(Data items)
▼

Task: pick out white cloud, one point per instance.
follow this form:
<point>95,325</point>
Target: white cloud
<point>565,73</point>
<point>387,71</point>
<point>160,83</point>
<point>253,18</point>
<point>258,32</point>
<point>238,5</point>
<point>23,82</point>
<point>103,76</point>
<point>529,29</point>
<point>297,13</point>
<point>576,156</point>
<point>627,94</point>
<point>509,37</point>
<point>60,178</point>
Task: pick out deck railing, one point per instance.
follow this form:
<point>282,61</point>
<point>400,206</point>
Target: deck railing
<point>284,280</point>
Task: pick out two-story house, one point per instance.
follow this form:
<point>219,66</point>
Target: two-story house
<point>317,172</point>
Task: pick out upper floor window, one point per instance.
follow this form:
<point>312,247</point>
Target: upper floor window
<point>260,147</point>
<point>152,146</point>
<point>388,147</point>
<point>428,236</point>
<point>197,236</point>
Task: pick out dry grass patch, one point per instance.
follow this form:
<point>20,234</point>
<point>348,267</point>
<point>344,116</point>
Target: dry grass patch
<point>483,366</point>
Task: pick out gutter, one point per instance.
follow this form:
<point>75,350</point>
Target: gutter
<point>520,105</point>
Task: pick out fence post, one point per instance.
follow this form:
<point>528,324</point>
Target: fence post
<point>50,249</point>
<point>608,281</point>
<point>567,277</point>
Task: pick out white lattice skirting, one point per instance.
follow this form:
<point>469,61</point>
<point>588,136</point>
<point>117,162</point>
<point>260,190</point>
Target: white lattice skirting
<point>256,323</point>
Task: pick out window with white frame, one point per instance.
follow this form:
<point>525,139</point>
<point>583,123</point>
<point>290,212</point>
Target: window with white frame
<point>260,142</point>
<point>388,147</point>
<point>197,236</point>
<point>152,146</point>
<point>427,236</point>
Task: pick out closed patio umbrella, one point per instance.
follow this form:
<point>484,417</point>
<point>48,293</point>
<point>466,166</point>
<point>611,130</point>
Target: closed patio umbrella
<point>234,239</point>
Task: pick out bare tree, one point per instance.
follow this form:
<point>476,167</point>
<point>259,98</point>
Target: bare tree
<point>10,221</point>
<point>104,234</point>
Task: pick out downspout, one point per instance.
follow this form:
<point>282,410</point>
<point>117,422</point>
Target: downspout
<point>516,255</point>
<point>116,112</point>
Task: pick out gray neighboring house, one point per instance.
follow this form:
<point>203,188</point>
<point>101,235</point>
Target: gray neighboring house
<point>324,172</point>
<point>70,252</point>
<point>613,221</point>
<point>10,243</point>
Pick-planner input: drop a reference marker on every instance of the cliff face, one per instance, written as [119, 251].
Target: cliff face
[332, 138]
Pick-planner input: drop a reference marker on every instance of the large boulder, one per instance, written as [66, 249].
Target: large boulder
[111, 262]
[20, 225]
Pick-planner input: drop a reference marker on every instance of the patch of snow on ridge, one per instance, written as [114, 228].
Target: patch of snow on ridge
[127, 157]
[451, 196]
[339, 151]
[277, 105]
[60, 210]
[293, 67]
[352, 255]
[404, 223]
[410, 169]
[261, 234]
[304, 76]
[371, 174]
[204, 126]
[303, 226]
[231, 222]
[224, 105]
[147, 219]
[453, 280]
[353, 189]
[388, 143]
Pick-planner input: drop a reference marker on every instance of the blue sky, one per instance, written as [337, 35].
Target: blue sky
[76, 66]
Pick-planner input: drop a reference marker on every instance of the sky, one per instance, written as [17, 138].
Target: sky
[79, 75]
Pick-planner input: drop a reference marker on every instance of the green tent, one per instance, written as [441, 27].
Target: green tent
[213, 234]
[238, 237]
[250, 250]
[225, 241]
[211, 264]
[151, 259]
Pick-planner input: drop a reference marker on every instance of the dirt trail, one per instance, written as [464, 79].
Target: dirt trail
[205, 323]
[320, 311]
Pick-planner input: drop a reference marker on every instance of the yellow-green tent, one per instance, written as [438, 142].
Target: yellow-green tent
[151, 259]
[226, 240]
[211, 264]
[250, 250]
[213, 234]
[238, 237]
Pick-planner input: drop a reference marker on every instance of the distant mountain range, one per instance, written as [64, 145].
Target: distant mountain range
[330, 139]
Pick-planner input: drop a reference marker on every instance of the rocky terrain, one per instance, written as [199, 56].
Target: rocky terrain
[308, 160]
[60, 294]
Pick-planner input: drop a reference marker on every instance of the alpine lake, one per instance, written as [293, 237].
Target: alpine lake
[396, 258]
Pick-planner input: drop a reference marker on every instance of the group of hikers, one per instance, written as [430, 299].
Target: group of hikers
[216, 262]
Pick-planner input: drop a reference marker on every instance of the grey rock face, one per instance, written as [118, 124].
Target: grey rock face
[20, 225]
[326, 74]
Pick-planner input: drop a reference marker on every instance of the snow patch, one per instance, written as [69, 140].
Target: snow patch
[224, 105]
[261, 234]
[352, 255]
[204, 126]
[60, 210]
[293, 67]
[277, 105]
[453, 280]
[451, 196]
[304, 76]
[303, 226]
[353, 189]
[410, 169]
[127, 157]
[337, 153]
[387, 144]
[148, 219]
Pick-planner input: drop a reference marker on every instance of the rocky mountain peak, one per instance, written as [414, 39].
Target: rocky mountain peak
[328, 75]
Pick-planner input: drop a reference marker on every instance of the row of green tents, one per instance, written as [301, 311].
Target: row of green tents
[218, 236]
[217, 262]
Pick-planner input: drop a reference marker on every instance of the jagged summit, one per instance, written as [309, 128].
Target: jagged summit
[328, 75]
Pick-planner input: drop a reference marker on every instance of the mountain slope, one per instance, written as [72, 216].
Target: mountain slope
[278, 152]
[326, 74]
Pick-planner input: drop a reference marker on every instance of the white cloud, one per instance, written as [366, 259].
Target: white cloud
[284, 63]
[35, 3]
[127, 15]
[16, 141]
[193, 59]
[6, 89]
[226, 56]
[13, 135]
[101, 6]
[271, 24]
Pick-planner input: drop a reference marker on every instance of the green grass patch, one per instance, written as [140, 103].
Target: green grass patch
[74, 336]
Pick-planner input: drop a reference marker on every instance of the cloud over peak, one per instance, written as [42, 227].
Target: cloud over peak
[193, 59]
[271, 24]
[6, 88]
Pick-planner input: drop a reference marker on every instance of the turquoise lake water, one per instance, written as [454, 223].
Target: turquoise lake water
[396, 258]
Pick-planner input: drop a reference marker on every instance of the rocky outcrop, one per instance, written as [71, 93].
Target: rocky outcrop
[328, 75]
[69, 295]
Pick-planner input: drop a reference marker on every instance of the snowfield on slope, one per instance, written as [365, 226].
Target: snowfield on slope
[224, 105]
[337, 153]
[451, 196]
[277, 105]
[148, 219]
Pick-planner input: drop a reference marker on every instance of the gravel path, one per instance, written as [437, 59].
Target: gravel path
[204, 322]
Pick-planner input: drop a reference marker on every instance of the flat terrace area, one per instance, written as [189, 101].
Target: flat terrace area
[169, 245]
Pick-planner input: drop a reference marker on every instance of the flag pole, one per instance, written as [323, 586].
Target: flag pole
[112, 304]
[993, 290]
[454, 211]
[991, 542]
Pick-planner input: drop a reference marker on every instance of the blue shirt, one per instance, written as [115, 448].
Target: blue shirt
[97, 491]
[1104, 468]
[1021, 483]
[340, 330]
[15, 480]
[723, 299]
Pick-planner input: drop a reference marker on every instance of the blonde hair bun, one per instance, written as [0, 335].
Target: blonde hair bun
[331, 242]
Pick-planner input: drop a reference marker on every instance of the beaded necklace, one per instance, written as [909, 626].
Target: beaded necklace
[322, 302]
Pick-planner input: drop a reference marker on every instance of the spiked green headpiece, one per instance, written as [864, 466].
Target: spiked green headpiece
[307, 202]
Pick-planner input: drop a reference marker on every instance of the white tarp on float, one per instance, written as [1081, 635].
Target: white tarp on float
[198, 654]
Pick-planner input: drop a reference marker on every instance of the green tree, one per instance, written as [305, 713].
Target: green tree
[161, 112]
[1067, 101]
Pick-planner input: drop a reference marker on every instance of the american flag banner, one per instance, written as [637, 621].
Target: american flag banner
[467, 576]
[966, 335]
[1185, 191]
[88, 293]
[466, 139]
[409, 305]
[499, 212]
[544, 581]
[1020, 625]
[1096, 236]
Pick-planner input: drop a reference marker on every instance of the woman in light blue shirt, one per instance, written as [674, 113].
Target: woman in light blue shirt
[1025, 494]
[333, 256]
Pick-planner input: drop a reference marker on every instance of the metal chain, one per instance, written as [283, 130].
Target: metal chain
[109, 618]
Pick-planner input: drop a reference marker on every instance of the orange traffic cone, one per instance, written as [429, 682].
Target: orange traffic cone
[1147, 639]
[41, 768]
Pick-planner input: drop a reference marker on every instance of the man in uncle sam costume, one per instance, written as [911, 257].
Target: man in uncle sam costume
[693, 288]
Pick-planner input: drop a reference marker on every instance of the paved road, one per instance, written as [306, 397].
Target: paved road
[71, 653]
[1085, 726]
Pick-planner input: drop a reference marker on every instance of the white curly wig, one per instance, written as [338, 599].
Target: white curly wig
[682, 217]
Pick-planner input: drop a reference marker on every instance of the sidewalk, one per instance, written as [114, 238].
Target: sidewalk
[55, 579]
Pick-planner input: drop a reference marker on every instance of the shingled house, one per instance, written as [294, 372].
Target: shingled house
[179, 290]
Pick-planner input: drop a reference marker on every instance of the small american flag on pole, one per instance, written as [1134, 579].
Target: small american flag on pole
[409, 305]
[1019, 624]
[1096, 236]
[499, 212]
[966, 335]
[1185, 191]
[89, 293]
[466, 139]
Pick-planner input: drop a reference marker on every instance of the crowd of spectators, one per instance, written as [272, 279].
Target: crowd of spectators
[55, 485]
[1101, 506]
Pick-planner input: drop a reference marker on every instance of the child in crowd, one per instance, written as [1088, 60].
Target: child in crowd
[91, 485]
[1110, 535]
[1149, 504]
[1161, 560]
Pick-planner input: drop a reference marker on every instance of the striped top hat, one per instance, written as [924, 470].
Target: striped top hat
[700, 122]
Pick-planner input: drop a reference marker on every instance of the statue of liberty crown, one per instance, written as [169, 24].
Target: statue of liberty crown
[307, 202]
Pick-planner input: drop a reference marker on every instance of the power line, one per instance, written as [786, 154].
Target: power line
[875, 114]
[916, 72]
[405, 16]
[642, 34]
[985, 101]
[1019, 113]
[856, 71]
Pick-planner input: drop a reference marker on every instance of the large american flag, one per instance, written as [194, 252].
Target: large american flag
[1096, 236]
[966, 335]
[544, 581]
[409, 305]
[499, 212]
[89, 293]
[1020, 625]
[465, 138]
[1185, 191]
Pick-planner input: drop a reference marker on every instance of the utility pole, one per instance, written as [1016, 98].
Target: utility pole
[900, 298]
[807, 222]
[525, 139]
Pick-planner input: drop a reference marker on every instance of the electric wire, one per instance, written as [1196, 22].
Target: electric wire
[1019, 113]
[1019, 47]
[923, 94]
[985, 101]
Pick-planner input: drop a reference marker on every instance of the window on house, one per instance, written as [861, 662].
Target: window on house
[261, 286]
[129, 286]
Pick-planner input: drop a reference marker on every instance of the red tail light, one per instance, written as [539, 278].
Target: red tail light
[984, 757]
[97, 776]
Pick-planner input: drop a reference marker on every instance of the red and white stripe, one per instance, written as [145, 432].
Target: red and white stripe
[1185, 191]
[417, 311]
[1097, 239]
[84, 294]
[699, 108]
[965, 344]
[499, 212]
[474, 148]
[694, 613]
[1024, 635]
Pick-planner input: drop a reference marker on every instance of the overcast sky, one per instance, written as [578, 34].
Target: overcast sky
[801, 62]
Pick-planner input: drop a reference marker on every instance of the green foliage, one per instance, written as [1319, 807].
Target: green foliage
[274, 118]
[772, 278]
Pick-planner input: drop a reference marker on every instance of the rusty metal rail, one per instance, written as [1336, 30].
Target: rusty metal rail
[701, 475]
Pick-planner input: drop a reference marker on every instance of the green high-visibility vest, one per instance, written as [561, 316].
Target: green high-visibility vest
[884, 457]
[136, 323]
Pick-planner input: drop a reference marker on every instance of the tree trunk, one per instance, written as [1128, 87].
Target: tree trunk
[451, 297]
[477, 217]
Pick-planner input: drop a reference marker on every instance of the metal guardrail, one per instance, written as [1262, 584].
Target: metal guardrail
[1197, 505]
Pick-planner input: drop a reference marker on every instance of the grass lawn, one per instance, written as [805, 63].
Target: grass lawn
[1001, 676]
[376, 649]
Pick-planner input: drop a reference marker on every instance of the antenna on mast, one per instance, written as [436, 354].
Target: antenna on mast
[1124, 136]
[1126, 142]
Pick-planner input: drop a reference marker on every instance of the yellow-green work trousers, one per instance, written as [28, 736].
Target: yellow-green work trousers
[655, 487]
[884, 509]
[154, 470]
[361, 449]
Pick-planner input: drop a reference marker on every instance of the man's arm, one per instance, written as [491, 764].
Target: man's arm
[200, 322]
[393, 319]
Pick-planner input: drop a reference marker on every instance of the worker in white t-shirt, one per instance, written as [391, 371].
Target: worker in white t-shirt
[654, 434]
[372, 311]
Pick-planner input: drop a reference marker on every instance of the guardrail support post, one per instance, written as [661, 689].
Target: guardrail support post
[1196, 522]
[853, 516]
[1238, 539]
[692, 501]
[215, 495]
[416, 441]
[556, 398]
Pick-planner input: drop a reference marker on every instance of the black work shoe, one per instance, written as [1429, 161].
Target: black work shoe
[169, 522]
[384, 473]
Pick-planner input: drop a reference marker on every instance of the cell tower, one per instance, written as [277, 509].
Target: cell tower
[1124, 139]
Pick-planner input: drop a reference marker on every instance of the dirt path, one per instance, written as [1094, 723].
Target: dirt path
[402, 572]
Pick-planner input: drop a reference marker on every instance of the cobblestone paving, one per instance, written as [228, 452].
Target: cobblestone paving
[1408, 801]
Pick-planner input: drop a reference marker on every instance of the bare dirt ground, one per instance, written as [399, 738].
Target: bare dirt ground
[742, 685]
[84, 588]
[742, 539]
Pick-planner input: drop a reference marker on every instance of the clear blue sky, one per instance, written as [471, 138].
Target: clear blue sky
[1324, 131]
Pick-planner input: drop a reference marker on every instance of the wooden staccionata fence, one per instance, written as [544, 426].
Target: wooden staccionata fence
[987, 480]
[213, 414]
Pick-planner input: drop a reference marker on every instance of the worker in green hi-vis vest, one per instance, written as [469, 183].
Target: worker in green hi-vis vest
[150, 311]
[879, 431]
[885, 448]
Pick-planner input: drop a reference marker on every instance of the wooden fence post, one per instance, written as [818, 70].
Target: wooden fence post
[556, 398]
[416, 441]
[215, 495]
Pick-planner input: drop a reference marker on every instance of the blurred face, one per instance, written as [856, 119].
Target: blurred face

▲

Work to do.
Give the records from the line with "as [805, 63]." through the line with "[1126, 142]" as a two-column CSV headed instruction and response, one row per record. Put each record's text and its answer in separately quoted fields, with line breaks replaced by spaces.

Expected answer.
instruction,response
"Pick-planner input: drop a reference marker on every instance of the grass lawn, one per instance, written as [805, 63]. Target: grass lawn","[1001, 676] [376, 649]"
"Pick-planner input: drop a reference marker on every instance of the antenna on mast, one per instance, written as [436, 354]. Target: antenna on mast","[1124, 136] [1126, 142]"